[What to do] Pull out every line of the material below that contains the word "shadow", copying each one in full.
=-=-=-=-=
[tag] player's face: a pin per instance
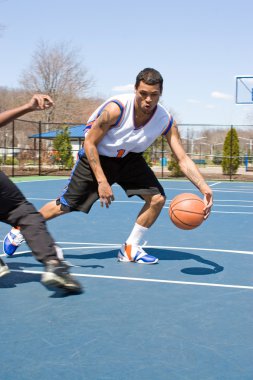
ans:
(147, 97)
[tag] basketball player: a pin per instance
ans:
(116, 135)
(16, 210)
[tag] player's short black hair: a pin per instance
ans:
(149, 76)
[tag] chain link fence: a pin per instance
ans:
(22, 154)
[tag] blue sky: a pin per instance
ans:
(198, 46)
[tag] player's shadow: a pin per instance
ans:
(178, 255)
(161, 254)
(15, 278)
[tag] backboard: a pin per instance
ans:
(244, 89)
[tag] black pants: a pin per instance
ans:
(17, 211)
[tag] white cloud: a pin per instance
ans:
=-=-=-=-=
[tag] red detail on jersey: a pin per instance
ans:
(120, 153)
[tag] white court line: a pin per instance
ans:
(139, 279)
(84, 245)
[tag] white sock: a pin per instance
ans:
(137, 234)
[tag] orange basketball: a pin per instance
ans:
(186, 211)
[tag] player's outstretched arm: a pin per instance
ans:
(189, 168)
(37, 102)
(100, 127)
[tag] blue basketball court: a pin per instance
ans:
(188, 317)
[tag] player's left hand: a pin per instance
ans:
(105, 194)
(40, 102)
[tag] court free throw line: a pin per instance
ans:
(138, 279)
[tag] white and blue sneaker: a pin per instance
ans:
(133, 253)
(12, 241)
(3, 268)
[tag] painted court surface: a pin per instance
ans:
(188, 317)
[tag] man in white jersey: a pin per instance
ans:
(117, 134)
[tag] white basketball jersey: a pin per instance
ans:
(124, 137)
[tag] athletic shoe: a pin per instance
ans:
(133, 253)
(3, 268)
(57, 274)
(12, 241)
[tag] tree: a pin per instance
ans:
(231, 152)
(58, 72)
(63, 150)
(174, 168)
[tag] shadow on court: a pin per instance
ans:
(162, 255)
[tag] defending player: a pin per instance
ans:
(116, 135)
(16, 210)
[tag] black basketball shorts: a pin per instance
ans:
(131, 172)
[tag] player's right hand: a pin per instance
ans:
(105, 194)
=-=-=-=-=
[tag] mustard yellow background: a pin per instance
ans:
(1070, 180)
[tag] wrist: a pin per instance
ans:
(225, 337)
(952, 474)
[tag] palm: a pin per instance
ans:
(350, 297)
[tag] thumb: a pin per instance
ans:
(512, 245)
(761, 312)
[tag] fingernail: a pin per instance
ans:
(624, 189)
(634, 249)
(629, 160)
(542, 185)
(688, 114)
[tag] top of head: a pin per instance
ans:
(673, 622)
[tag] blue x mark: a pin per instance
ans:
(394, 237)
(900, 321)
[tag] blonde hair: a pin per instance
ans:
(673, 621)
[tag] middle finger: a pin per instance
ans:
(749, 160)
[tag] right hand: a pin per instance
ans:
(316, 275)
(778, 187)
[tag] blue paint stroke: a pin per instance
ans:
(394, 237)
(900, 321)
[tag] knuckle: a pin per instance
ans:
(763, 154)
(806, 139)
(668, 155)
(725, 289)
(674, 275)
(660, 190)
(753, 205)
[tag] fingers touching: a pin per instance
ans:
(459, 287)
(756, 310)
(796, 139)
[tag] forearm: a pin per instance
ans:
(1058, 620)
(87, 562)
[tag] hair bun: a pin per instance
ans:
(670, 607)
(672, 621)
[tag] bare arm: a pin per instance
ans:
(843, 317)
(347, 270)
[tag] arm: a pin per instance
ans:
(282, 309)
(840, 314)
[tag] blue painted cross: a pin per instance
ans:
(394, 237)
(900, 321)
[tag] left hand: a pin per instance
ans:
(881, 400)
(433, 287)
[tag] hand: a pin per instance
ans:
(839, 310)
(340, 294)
=-=-=-=-=
[Complete response]
[tag] player's shadow: a pin per instance
[tag] shadow on court: a pin per instance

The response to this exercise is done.